## Page
I’d also like to point to the fact that the webfonts are loaded long after the “start render” at around 13 seconds which means that even though the browser starts to render the page, copy isn’t displayed until they are downloaded completely.
Let’s take a look at how this changes the page’s waterfall:
Concluding points 1 and 2 we have to realize that many 3rd party content providers just don’t care about performance – at least not as much as we developers would like them to.
The last thing I want to talk about is point 3: real content.
In our case we built templates for a home-, overview- and article-page using dummy copy and images that nearly reflected real-life content (at least the amount we thought made sense considering our performance budget).
The client was in too much of a “desktop-mode” and filled the landingpage with everything that came to mind. So we ended up with around 50 article-teasers and multiple more complex gallery widgets etc.

## Tasks to perform
1 > Decide whether each statement below agrees with the passage on page performance, answering yes or no and quoting the deciding words: (a) the webfonts load before the start render; (b) the templates were built with dummy copy and images; (c) the landing page ended up with around 50 article-teasers.
2 > List every kind of page for which the passage on page performance says templates were built.
3 > Carry on the passage on page performance, picking up after its final sentence.

## Supplied material
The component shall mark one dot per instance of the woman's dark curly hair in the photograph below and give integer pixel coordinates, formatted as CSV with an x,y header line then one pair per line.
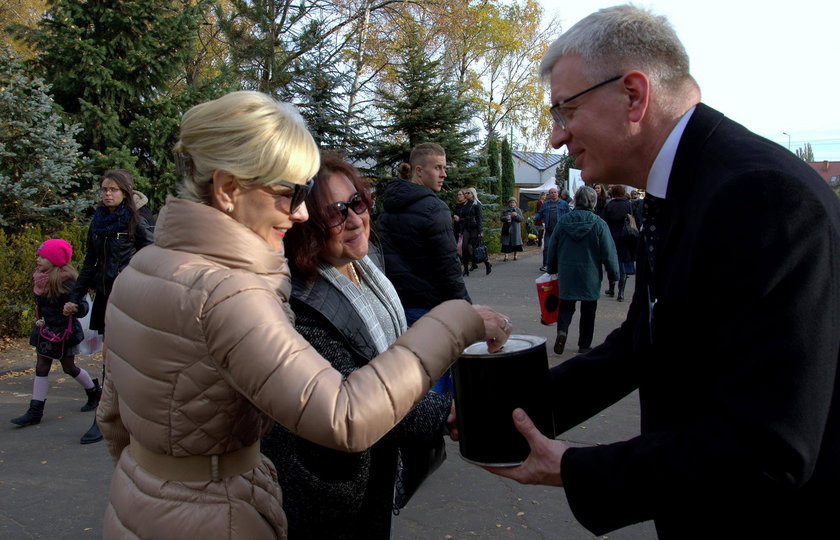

## Answers to each task
1 >
(a) No: "the webfonts are loaded long after the “start render” at around 13 seconds"
(b) Yes: "using dummy copy and images that nearly reflected real-life content"
(c) Yes: "we ended up with around 50 article-teasers"

2 > home, overview, article

3 >
I don’t say that it was there mistake (alone), we should have sat down with them more often and talked about how peformance is a feature and how it (sometimes) is more important than an abundance of different content elements put on the same page.
Points 1 and 2 destroyed our time to first render and 3 let the page get way too heavy for a “smooth surfing experience using a 3G network”.
Let’s not bury our heads in the sand and instead learn from a project like this. But sometimes complaining again and again is enough to make all those shitty 3rd party widgets/scripts improve. At least I hope so.